Repeat exactly the lines that run from the one containing "Question. Put a marker on each instance of the recessed" to the end of the data, and leave out all others.

Dataset records

--------------------------------

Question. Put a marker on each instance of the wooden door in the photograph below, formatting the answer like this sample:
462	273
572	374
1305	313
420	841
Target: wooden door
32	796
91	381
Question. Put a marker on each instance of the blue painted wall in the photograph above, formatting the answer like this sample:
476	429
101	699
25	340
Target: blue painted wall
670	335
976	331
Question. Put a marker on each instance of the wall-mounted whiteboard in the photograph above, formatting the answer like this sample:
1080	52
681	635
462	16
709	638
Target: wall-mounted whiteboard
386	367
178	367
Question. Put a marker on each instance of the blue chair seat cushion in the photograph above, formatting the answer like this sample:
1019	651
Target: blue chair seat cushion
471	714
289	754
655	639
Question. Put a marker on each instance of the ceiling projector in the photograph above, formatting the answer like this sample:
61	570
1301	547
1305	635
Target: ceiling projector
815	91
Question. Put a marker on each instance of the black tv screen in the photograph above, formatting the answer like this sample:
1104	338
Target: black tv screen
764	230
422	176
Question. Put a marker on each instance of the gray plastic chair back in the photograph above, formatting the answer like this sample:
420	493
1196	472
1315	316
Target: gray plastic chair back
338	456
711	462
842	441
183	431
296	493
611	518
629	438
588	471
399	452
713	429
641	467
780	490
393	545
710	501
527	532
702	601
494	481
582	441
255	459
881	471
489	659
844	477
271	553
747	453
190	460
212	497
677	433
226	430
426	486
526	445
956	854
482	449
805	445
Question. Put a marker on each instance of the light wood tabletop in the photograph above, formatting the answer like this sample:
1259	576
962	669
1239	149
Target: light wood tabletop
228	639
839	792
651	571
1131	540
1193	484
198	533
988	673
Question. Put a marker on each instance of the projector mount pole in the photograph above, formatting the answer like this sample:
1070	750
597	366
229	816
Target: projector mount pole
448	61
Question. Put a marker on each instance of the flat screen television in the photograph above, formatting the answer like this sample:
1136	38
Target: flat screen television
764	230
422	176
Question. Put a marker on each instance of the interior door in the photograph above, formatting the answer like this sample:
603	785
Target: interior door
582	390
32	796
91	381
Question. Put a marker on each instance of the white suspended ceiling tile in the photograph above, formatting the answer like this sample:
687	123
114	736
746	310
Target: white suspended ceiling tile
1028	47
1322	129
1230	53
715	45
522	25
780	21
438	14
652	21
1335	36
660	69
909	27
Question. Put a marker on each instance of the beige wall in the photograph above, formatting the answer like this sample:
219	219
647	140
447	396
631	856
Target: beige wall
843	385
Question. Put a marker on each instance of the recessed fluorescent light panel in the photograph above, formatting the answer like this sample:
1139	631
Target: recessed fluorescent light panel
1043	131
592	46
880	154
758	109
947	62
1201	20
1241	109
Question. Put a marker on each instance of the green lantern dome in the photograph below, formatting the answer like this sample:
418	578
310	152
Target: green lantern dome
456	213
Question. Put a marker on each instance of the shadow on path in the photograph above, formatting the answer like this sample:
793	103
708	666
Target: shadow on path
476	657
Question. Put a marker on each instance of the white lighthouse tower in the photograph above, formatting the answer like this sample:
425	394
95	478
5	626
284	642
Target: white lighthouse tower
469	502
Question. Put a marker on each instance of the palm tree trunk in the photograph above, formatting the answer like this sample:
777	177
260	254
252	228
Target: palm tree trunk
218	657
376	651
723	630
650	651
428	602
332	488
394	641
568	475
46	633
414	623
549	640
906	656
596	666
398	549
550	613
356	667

--------------------------------

Exercise answer
Question. Put a marker on each instance of the recessed fluorescent light panel in the photograph above, formatting the answer like this sample:
1139	631
Target: recessed fluorescent light panel
1043	131
592	46
880	154
758	109
947	62
1201	20
1241	109
Question. Put a marker on each instance of the green lantern dome in the photograph below, formatting the answer like this sample:
418	578
310	152
Target: green lantern dome
456	213
Question. Put a marker on each instance of the shadow on path in the photograph above, formatting the answer like this sample:
793	103
708	666
Target: shadow on path
476	657
Question. Put a marker on each instance of the white lighthouse tower in the photograph above, formatting the answer like this sample:
425	394
95	478
5	626
284	642
Target: white lighthouse tower
469	502
Question. Put a marker on each instance of the palm tree trunk in the photograph above, formatting the answer like this sample:
777	177
260	254
252	228
Target: palm tree trunk
218	657
376	651
723	630
650	651
428	602
332	488
394	641
568	475
46	633
414	623
549	640
906	656
596	666
398	549
550	613
356	667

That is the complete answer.